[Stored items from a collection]
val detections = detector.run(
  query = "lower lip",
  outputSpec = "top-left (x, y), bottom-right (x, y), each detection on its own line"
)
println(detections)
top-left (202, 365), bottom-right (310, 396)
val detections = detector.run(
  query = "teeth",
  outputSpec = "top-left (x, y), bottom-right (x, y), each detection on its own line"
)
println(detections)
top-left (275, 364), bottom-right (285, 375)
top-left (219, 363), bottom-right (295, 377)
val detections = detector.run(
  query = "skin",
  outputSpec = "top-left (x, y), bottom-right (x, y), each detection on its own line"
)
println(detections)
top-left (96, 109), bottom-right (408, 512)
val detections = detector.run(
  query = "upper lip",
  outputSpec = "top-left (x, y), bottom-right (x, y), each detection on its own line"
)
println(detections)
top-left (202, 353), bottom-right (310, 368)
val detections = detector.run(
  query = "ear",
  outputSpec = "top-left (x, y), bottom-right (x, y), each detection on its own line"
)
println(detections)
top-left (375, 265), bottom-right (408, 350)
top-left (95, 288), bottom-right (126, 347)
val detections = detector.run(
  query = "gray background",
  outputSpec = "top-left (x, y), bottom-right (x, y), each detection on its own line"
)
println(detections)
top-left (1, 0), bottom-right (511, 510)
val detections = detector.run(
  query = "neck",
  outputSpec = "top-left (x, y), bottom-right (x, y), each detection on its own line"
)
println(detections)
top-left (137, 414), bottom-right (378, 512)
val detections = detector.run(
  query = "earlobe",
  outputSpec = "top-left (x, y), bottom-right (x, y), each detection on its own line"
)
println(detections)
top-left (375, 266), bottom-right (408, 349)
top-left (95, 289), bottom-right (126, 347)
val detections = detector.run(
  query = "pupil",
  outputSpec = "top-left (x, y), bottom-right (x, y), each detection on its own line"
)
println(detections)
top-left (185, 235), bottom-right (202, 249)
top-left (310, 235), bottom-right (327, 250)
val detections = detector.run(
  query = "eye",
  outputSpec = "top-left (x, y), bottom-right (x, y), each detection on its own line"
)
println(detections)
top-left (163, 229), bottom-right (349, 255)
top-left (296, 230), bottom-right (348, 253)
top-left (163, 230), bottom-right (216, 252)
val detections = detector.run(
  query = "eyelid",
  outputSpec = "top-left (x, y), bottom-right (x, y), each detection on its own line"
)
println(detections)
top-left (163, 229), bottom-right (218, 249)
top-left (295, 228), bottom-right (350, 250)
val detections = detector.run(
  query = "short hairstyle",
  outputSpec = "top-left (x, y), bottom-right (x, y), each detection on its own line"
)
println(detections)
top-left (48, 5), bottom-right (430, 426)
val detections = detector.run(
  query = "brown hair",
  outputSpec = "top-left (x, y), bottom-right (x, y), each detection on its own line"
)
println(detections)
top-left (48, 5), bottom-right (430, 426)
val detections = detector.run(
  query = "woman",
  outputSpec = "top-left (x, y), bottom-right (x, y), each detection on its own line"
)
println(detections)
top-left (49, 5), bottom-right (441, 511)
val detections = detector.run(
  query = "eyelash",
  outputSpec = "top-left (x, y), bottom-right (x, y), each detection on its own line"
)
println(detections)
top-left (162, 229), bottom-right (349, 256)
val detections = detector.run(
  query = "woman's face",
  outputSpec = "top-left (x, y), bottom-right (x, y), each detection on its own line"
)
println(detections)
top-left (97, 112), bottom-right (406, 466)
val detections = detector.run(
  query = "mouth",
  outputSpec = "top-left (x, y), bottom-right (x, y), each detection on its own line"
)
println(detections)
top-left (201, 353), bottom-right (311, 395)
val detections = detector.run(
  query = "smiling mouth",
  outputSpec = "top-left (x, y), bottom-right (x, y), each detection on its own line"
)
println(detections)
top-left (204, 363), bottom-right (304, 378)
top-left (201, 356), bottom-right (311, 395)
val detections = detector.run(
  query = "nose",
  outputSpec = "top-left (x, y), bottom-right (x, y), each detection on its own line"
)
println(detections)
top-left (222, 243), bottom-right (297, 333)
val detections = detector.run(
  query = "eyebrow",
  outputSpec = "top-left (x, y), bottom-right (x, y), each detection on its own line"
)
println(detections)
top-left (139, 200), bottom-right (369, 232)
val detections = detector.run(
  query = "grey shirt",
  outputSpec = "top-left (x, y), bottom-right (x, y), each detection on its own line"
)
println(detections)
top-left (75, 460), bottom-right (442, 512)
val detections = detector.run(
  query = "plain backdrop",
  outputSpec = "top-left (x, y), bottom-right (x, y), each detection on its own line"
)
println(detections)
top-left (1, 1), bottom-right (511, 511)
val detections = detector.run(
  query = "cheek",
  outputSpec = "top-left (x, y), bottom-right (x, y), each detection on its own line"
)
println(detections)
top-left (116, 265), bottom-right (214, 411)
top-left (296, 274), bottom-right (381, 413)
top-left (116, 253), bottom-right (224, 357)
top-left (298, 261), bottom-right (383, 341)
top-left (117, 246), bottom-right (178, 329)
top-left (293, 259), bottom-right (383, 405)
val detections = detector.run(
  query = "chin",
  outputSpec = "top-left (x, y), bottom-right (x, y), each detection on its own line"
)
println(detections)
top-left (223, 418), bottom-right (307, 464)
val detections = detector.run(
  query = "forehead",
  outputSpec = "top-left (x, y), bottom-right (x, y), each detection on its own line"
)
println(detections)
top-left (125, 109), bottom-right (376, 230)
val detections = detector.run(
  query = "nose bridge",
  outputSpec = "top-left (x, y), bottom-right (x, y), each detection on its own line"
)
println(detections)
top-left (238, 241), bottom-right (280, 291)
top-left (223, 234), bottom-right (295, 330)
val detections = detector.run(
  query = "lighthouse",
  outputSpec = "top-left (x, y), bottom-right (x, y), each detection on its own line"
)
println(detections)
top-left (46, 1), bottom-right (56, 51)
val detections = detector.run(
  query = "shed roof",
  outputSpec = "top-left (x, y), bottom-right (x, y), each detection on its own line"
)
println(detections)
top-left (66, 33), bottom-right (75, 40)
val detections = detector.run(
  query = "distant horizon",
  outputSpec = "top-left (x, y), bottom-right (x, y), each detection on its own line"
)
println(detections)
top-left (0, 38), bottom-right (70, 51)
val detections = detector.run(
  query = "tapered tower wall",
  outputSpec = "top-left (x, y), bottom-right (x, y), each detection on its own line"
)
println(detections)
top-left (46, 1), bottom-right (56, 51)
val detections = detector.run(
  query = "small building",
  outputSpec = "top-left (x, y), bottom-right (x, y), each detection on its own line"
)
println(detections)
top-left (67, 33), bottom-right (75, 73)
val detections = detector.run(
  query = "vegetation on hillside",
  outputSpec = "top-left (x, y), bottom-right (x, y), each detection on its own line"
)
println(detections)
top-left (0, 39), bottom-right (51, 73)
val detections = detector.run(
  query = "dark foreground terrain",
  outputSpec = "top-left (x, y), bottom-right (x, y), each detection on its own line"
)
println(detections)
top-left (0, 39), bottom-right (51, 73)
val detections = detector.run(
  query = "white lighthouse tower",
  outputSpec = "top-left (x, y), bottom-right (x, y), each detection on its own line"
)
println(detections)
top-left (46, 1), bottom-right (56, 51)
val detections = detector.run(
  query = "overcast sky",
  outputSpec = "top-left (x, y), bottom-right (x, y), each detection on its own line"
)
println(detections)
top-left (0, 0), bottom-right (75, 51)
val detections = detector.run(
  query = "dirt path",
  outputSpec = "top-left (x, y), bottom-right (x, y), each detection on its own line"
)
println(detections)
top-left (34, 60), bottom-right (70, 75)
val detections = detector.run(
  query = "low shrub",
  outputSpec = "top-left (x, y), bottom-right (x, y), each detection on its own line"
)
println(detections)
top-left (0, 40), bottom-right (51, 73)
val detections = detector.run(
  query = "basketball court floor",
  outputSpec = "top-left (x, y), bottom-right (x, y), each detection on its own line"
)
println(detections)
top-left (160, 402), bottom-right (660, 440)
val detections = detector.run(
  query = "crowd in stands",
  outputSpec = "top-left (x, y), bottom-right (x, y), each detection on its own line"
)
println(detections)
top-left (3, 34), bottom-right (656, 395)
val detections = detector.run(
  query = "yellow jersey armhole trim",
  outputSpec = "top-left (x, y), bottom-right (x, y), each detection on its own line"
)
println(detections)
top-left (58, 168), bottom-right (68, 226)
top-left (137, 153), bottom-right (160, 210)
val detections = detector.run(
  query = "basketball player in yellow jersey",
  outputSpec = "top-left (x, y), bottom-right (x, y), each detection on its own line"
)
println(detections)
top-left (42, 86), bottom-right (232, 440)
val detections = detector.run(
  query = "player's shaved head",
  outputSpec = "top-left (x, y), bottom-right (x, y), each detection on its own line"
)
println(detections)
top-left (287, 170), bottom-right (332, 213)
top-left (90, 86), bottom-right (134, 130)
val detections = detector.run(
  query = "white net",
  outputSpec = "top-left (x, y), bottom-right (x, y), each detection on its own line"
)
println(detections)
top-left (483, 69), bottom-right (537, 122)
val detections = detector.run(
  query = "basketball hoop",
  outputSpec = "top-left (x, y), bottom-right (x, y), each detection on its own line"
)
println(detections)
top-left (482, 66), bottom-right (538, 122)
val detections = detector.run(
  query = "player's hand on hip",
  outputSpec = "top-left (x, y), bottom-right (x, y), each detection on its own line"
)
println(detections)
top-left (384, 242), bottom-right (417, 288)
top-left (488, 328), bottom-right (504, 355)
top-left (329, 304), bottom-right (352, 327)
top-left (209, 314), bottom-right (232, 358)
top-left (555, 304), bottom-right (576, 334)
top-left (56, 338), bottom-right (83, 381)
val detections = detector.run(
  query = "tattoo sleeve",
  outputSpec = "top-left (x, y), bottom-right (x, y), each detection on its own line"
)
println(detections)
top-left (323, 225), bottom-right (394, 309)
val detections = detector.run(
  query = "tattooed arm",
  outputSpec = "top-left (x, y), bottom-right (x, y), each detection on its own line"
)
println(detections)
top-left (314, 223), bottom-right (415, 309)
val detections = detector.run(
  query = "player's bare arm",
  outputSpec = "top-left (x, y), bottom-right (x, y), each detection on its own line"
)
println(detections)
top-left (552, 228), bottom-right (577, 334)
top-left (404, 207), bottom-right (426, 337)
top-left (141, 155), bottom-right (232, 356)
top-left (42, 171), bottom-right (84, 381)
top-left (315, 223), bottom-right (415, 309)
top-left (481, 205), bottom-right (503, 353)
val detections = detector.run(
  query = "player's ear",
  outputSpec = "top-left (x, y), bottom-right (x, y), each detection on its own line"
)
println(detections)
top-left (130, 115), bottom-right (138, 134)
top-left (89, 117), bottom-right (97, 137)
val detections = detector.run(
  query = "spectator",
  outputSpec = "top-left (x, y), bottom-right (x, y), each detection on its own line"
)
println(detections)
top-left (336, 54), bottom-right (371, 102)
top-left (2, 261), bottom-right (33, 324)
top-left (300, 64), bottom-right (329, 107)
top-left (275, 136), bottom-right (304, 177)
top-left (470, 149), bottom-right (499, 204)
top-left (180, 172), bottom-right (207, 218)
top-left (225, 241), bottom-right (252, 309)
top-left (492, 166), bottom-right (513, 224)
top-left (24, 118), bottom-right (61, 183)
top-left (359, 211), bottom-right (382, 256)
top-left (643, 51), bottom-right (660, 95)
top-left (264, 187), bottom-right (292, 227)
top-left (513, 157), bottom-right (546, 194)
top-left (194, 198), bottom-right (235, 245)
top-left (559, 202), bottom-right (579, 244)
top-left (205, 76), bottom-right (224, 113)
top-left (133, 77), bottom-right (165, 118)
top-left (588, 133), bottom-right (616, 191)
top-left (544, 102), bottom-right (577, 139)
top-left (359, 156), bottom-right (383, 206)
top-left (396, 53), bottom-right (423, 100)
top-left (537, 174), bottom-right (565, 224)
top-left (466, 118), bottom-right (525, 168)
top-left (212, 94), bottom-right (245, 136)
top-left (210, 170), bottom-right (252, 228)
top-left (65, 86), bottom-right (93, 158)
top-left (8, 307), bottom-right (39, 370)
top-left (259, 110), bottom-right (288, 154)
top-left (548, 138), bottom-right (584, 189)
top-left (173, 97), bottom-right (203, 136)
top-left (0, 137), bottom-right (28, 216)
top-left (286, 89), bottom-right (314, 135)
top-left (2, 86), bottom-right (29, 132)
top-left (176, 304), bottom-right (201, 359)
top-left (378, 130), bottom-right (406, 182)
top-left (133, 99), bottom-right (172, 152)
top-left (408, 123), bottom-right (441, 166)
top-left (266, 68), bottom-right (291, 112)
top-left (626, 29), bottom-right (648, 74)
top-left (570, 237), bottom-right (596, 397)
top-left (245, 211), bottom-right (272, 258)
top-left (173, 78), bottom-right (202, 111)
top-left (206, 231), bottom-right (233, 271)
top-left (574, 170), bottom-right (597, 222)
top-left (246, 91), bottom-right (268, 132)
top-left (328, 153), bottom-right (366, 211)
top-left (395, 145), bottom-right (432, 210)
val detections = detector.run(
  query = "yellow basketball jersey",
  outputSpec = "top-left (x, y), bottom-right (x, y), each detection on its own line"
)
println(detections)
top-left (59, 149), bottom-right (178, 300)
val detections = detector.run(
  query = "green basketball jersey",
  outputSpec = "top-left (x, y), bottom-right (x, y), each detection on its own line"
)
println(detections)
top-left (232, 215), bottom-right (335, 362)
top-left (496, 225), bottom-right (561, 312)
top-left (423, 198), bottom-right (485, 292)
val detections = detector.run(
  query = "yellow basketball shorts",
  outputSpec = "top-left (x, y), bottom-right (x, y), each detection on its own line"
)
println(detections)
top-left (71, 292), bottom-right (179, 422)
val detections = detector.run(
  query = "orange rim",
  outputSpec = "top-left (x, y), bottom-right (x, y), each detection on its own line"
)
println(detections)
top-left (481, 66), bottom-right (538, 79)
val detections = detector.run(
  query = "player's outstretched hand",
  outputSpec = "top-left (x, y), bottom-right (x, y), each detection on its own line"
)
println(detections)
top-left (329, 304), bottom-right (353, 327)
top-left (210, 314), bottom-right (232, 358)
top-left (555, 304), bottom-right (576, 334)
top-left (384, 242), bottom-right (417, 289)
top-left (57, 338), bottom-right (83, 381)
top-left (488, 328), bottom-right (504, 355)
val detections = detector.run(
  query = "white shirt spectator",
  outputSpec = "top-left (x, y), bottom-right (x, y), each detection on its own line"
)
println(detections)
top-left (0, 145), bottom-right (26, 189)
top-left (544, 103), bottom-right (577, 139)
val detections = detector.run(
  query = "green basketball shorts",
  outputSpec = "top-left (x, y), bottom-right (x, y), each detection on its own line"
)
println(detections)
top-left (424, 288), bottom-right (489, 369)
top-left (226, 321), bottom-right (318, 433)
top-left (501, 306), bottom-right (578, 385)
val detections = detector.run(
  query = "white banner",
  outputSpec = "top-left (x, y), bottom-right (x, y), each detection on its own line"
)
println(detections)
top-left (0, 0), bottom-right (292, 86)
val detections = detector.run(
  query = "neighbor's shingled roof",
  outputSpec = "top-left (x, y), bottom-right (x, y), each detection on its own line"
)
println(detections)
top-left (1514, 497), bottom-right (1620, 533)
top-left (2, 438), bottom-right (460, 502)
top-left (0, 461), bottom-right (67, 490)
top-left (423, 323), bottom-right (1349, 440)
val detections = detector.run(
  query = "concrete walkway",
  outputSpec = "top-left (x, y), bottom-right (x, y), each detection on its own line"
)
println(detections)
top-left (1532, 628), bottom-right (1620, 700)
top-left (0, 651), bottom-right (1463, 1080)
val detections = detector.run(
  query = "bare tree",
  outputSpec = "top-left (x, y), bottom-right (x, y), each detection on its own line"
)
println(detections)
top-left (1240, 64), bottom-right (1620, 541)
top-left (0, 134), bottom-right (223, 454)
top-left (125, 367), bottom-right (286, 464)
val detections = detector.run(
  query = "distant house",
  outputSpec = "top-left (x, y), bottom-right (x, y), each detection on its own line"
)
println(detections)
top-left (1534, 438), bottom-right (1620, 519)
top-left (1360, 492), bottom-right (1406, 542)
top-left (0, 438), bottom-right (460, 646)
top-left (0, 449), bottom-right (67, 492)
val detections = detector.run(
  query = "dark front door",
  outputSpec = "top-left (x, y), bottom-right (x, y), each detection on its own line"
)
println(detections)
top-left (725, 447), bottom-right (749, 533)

Exercise :: Take every line from the records above that has the word "shirt" and copy it.

Reply to the exercise ::
  query = "grey shirt",
  query = "white shirt spectator",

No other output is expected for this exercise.